_SELECTED EXTRACT_.
** BEGIN **

Create a reusable setup verification function:

  • Write a function verify_environment() that checks Pandas and NumPy versions
  • Print a warning if Pandas version is below 2.0
  • Set optimal display options (max_columns, precision, max_rows)
  • Return a dict with environment info: {'pandas': pd.__version__, 'numpy': np.__version__}
  • Bonus: Add a check for optional dependencies like matplotlib or openpyxl

⭐ Pro tip: This function can be your standard "first cell" in every data analysis notebook!

📊 Pandas Series: 1D Labeled Data

A Series is a one-dimensional labeled array capable of holding any data type. Think of it as a column in a spreadsheet or a Python list with labels instead of just positions.

📖 Series Vocabulary

Series — A 1D array with labeled indices (like a single column)

index — The row labels (can be numbers, strings, dates, etc.)

values — The actual data as a NumPy array

dtype — The data type of the Series (int64, float64, object, etc.)

name — Optional label for the Series (becomes column name in DataFrame)

💡 Series vs Python Lists

Python List: [1.2, 0.5, 3.0] — Access by position: prices[0]

Pandas Series: {'Apple': 1.2, 'Banana': 0.5, 'Cherry': 3.0} — Access by label: prices['Apple']

Why use Series? Labeled indices, automatic alignment, vectorized operations, and missing data handling!

Python ❌ Bad Practice Using Parallel Lists
# ❌ BAD: Using parallel lists for labeled data
products = ['Apple', 'Banana', 'Cherry']
prices = [1.20, 0.50, 3.00]

# Hard to maintain connection between product and price
idx = products.index('Apple')
print(f"Price of {products[idx]}: {prices[idx]}")

# No built-in math operations
# total = sum(prices) # Works, but slow for large data
Python 🔰 Novice Basic Series
# 🔰 NOVICE: Creating a simple Series
import pandas as pd

prices = pd.Series([1.20, 0.50, 3.00])

** END **

_STORED DATA_.
** BEGIN **

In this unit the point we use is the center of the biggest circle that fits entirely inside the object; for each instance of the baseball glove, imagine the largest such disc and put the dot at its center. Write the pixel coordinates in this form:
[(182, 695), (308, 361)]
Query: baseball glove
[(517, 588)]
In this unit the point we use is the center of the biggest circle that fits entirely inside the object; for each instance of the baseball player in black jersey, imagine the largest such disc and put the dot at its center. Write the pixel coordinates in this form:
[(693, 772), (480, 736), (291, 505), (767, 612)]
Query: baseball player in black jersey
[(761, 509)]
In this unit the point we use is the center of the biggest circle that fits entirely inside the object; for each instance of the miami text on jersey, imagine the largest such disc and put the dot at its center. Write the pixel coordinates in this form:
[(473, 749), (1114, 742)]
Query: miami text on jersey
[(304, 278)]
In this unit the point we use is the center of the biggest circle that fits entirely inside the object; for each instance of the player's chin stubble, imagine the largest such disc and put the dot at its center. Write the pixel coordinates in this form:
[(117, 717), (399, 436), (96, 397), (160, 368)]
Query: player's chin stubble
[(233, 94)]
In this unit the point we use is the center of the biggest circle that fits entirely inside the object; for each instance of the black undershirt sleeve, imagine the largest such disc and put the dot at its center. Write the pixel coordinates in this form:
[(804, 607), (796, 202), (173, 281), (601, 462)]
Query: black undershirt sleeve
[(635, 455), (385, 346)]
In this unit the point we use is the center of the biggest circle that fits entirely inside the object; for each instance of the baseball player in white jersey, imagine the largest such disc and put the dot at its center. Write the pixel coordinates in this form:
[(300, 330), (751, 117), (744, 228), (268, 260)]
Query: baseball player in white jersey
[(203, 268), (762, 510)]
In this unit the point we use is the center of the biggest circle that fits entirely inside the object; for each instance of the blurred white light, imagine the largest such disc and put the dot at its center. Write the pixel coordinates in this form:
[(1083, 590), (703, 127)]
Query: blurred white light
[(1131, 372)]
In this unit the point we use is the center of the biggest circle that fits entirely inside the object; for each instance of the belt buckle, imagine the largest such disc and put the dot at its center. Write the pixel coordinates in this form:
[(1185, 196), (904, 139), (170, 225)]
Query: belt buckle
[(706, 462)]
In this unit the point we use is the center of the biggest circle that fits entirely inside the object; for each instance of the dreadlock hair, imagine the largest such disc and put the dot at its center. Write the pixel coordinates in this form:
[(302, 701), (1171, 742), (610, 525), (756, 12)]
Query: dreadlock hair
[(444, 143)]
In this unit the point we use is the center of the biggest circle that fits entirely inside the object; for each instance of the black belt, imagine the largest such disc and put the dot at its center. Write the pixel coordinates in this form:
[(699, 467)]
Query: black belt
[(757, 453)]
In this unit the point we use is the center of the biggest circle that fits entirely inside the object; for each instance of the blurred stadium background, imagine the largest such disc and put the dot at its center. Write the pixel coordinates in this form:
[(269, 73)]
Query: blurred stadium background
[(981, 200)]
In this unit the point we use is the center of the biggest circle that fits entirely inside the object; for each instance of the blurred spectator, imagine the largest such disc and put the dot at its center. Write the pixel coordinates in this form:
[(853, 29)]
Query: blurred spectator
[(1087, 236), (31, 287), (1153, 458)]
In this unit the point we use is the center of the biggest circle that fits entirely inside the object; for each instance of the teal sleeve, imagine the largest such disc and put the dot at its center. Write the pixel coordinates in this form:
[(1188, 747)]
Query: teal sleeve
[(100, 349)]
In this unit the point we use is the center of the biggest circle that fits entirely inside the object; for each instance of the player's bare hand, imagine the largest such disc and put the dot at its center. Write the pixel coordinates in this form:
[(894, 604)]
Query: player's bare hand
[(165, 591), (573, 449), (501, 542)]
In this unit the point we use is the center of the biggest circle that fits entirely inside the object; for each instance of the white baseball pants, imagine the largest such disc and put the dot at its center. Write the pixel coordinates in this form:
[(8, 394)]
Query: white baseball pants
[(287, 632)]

** END **

_REQUESTS_.
**1.** In the pandas Series tutorial, what does the term "values" refer to?
**2.** Go on with the pandas Series tutorial from the point where it ends.

_ANSWERS BY TASK_.
**1.** The actual data as a NumPy array.

**2.**
# Default integer index (0, 1, 2...)
print(prices)
Python 📈 Intermediate Indexed Series
# 📈 INTERMEDIATE: Series with Index
import pandas as pd

# Mapping labels to data
prices = pd.Series(
    [1.20, 0.50, 3.00],
    index=['Apple', 'Banana', 'Cherry']
)

print(prices)
print(prices['Apple'])  # Access by label!
Python ⭐ Best Practice Vectorized Operations
# ⭐ BEST PRACTICE: Named Series & Vectorization
import pandas as pd

prices = pd.Series(
    [1.20, 0.50, 3.00],
    index=['Apple', 'Banana', 'Cherry'],
    name='Fruit Prices'
)

# Vectorized operation: Apply discount to ALL items at once
# No loop needed! Much faster than lists.
discounted = prices * 0.9

print("Discounted Prices:")
print(discounted)
⭐ Pro Tip: Vectorization

Never loop over a Series if you can avoid it! Operations like series * 0.9 happen in C at lightning speed.

🎮 Try It: Create a Series
Challenge

Create a Series representing the population of 3 cities (NY, LA, Chicago) in millions. Then, calculate the population if it grows by 10%.

📓 Practice in Notebook

Open notebook-sessions/week4/session1_data_engineering.ipynb and build a Series with labels. Practice vectorized operations (discounts, taxes) and label-based access with .loc.

🏋️ Exercise: Data Filtering

Goal: Practice filtering Series data based on conditions.

  • Create a Series of 10 stock prices with company ticker symbols as the index
  • Filter stocks priced above $100: expensive = prices[prices > 100]
  • Find stocks in a specific range: mid_range = prices[(prices >= 50) & (prices <= 150)]
  • Use .loc[] to select specific tickers: prices.loc[['AAPL', 'GOOGL', 'MSFT']]
  • Calculate the percentage of stocks above the median price

💡 Tip: Boolean indexing is one of the most powerful Pandas features—master it!

🚀 Challenge: Price Comparison Analysis

Build a complete price analysis using two Series:

  • Create last_week and this_week Series with matching product indices
  • Calculate price changes: change = this_week - last_week
  • Calculate percentage change: pct_change = (change / last_week) * 100
  • Find products that increased in price (filter where change > 0)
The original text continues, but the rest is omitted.